Text provided:

+++

2016-09-30



It was a historic night. On Nov. 4, 2008, Barack Obama became the first African-American elected president of the United States. The Harvard Law School graduate and Illinois senator, then 47, swept into office with a vision of hope and the promise of change backed by an electorate eager for a different kind of Washington. Eight years later, as his time at the White House winds down, the Gazette asked scholars from across Harvard to reflect on the leadership of our 44th president: what they most admired, what was disappointing, and what most surprised them.

Davíd Carrasco

Neil L. Rudenstine Professor of the Study of Latin America

What I’ve most admired is Obama’s vision of the measured relationship between the United States and the rest of the world, politically and ecologically. I believe this expansive vision springs from his mixed-race identity. To me Obama is black because he is a mixed-race man, and even though he didn’t embrace the mixed-race category, what we call mestizaje in Latin America, his political vision was inclusive of Asians, Africans, Latin Americans, and Europeans. That is, he used his own politics and appearance to communicate a smarter international politics and bigger American heart to the world.

+++

Jobs:
• a. State only the number of lines in the rows that contain the string "below".
• b. Extend the text on Harvard scholars' views of Obama's presidency, picking up right after its final sentence.

+++

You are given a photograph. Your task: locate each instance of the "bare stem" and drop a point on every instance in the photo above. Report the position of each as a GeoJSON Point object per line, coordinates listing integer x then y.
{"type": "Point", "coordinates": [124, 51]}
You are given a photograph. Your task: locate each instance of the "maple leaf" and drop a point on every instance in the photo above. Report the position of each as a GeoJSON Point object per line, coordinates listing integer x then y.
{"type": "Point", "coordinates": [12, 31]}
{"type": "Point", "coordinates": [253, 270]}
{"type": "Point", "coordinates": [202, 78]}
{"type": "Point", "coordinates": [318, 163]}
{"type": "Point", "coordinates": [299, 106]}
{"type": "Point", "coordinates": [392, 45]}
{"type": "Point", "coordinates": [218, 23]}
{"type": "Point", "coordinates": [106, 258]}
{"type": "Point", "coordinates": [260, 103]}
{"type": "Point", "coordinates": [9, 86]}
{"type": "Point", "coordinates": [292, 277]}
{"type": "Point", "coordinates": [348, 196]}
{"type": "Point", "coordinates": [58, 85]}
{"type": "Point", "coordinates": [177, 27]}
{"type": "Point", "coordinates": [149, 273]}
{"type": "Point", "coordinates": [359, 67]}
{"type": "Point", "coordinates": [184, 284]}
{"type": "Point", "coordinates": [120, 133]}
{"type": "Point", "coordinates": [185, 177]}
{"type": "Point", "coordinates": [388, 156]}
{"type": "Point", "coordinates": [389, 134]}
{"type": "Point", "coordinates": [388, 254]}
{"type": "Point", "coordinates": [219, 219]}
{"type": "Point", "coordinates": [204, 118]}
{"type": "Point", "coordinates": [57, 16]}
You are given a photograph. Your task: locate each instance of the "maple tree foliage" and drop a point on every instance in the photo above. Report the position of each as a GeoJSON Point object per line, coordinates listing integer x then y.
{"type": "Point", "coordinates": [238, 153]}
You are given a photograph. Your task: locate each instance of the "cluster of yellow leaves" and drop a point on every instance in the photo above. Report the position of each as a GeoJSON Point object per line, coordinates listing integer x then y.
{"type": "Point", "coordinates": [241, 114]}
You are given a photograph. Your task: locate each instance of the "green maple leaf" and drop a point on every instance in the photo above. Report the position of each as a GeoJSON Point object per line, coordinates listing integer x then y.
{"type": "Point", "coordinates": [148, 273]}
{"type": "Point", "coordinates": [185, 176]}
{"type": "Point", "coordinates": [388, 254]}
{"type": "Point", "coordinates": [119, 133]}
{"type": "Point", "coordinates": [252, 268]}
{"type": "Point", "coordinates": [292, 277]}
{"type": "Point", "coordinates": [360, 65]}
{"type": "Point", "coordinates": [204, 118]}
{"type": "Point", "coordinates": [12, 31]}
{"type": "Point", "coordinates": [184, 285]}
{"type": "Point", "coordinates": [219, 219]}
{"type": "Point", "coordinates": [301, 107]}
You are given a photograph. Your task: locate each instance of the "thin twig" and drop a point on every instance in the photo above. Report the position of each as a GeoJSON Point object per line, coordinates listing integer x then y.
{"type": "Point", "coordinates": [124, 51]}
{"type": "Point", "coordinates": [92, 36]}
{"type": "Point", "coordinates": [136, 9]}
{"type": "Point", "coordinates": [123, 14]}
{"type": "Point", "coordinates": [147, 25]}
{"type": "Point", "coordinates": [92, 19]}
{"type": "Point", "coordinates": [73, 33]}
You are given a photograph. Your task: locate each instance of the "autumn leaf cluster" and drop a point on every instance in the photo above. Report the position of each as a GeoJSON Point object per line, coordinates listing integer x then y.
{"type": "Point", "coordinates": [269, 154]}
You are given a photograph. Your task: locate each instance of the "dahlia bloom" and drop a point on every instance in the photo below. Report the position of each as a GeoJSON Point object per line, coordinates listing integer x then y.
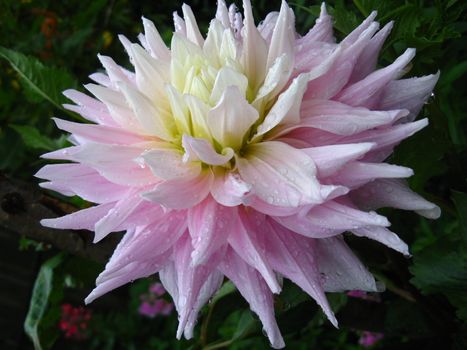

+++

Exercise responses:
• a. 1

• b.
I’m very disappointed in his immigration policy, to deport so many undocumented people in abrupt and divisive ways. He was up against this hostile, intransigent Congress, but he missed chances in the early and middle part of his administration to come up with his own smarter, more politically effective and humane immigration policy. This initial position on immigration showed a tin ear to questions of poverty in the Southwest and along the Mexican border.

I was surprised by the growth of the man, the political and cultural growth. I wouldn’t say it’s been a turnaround or transformative growth — more of a kind of fulfillment. In the face of virulent resistance and racial constraints he was able to carve out a larger space where he got smarter. He came to fill the office of the presidency both politically and culturally in ways I haven’t seen from other presidents. Perhaps this growth is because he is not only the first black president, he is the first mixed-race president. I was surprised by how effective internationally he became. He became an American leader who communicated the potential of American democracy in his own body and voice in so many places in the world. That impressed me, that surprised me: how good he was at that. We also have to give great credit, in all of this, to his wife, Michelle.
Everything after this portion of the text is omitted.